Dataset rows
= = =
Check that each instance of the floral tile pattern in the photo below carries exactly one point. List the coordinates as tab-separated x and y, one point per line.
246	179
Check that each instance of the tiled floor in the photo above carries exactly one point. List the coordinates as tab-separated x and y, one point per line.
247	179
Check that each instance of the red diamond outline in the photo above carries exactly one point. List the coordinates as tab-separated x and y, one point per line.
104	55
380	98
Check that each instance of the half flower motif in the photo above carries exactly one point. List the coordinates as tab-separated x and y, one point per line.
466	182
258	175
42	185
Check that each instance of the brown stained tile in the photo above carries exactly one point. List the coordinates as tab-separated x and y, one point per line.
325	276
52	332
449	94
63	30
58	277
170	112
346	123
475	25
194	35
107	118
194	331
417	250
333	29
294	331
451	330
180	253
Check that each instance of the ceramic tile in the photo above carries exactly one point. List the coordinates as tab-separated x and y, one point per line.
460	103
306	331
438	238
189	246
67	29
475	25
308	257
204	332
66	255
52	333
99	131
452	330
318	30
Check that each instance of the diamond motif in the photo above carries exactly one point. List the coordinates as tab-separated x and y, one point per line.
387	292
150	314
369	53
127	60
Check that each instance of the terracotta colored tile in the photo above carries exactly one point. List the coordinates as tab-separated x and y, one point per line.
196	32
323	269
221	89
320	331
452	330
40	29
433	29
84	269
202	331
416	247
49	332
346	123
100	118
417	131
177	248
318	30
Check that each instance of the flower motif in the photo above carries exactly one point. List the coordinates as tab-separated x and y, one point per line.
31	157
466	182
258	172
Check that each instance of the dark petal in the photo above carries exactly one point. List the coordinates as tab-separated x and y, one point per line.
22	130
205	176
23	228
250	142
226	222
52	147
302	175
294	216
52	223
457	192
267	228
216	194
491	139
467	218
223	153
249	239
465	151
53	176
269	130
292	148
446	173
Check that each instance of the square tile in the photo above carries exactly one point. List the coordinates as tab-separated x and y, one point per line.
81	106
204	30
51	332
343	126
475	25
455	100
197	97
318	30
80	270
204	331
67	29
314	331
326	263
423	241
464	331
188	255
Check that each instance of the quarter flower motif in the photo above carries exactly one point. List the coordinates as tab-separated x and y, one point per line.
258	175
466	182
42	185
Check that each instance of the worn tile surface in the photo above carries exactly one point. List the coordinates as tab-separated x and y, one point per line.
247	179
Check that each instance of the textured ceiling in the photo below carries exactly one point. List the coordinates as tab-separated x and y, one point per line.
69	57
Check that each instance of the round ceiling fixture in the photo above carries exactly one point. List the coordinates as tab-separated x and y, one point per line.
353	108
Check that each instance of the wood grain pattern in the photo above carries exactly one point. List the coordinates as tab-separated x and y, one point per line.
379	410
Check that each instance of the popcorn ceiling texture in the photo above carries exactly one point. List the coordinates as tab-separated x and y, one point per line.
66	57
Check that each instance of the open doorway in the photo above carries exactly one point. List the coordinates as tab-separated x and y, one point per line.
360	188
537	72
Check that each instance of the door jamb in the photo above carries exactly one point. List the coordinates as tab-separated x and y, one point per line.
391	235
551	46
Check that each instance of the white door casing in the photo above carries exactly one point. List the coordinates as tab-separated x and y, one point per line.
= = =
Please put each line of the records above into a JSON list of strings, one string per line and no blank lines, starting with the line that contains "Check that each instance of the quarter" and going on through the end of the records.

[
  "Check that each instance of the quarter flower motif in the photo above carries exactly one point. List the coordinates as tab-separated x and y, one point per line.",
  "258\t175",
  "466\t182",
  "42\t185",
  "Check that each instance of the worn tile surface in the photo above carries exactly one point. List the coordinates as tab-separated x and y, one point per line.",
  "247\t179",
  "Check that each instance of the textured ceiling in the photo below carries exactly one point. List the coordinates as tab-separated x and y, one point per line.",
  "69\t57",
  "Check that each instance of the round ceiling fixture in the photo above carries exactly one point. List the coordinates as tab-separated x and y, one point per line.",
  "353\t108",
  "Check that each instance of the wood grain pattern in the photo above carries exactly one point. List the coordinates as tab-separated x and y, one point per line.",
  "379\t410",
  "Check that each instance of the popcorn ceiling texture in the photo above carries exactly one point. List the coordinates as tab-separated x and y, one point per line.",
  "66\t57",
  "Check that each instance of the open doorway in the photo above carries exactly one point. List the coordinates as tab-separated x and y, one point per line.",
  "360\t188",
  "537\t72",
  "Check that each instance of the door jamb in the photo above carries exactly one point. List the coordinates as tab-separated x and y, one point per line.",
  "391\t235",
  "551\t46",
  "Check that each instance of the white door casing in the photo above carries exactly one point. List the coordinates as tab-separated x and y, one point per line."
]